What the task asks
When copying the data below, keep only the lines from the one with "Where can the bark fissure" through the one with "Target: sandy texture", word for word, and skip the pictures.

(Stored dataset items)
========================
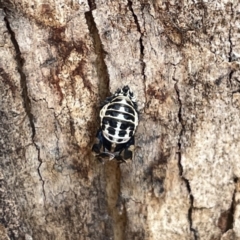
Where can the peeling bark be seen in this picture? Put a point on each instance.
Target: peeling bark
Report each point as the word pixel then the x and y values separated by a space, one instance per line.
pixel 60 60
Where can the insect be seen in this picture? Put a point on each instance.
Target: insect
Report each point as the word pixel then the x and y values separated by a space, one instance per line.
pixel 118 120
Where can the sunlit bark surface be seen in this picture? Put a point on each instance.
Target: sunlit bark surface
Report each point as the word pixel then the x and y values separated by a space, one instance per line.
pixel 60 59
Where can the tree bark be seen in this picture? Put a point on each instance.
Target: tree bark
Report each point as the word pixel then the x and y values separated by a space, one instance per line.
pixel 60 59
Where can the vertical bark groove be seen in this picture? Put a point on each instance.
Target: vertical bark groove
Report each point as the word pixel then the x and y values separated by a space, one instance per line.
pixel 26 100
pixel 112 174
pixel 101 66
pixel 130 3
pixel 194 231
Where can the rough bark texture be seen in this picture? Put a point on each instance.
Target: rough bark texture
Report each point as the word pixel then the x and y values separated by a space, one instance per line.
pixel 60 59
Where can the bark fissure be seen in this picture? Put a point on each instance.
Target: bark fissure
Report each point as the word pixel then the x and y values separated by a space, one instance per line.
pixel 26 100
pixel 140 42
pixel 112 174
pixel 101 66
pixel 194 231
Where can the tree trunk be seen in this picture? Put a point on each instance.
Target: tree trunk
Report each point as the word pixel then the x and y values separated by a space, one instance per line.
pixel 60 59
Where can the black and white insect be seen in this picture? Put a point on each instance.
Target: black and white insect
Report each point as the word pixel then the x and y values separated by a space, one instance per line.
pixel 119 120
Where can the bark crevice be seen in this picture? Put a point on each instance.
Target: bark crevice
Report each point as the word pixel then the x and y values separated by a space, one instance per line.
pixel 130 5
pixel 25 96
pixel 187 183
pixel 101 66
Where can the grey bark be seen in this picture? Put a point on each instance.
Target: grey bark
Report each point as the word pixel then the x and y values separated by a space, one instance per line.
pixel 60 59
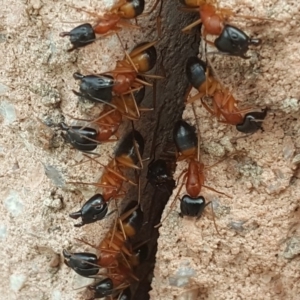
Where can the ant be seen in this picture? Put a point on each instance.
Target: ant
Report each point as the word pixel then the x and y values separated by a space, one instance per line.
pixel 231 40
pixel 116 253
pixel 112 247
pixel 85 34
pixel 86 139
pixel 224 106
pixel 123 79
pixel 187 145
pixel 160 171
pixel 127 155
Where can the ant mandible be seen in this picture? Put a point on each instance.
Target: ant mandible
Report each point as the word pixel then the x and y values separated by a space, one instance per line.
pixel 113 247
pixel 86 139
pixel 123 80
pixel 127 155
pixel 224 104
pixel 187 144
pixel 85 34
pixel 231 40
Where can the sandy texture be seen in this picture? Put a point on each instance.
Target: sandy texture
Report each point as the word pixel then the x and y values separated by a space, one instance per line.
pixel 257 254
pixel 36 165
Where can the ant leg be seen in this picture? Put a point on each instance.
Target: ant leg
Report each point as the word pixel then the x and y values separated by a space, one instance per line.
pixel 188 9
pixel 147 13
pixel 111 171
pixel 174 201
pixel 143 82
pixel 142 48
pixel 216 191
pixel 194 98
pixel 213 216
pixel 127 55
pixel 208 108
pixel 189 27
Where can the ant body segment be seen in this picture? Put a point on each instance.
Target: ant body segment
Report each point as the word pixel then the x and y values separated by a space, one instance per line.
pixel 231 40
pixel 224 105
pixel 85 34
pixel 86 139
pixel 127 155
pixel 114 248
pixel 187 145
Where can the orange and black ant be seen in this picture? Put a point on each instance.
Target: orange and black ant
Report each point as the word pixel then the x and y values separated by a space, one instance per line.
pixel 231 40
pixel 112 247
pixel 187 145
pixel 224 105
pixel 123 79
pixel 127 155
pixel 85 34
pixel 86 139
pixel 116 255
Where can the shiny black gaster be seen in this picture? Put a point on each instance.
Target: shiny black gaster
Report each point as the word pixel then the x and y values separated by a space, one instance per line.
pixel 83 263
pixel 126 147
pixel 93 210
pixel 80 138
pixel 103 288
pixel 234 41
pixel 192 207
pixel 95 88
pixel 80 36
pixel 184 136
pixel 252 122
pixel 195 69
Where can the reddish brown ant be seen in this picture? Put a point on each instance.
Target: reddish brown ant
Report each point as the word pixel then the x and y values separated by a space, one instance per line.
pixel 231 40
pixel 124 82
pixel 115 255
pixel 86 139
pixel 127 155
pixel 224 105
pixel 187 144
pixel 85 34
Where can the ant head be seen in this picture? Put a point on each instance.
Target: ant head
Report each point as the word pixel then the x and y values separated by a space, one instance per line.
========================
Written reply
Where can the bark fissure be seen in this picture? Put a point on each instance.
Target: bark fissure
Report each point as the word pixel then the x and y values separated by a space, one instance per line.
pixel 26 100
pixel 140 42
pixel 112 174
pixel 101 66
pixel 194 231
Where can the tree trunk be seen in this picture? Put a point on each instance.
Target: tree trunk
Report each point as the word pixel then the x and y values separated by a space, one instance per line.
pixel 60 59
Where can the black and white insect be seen in this picture? Put a point on each instance.
Target: black and white insect
Report each point as the word pixel then the x and y values separated by a space, one instance per line.
pixel 119 120
Where can the bark crevice be seen in this picture? Put a point on each instance.
Target: bark crevice
Report each point as the word pixel then the x and y values separated by a space, one instance per line.
pixel 130 5
pixel 25 96
pixel 187 183
pixel 101 66
Where can the grey bark be seen in this picture? Put a point on each instance.
Target: grey bark
Report each point as the word pixel then the x and y values separated by a space, one instance per line.
pixel 60 59
Where can the ant be seen in this picture? Put a point on each instance.
Target: ant
Report each point as the word pixel then the x and y values separated by a space, one instance per line.
pixel 231 40
pixel 116 253
pixel 112 247
pixel 85 34
pixel 86 139
pixel 224 106
pixel 123 79
pixel 187 145
pixel 160 171
pixel 127 155
Where can the ant mandible be seen in this picture? Put a point on each instance.
Target: ant mandible
Report each point as the word pixel then the x and y values separated by a space, one instance per line.
pixel 113 247
pixel 86 139
pixel 123 80
pixel 127 155
pixel 224 104
pixel 187 144
pixel 85 34
pixel 231 40
Where can the sandy texture be seen in this picture? Put a point on each instance.
Target: sandy texture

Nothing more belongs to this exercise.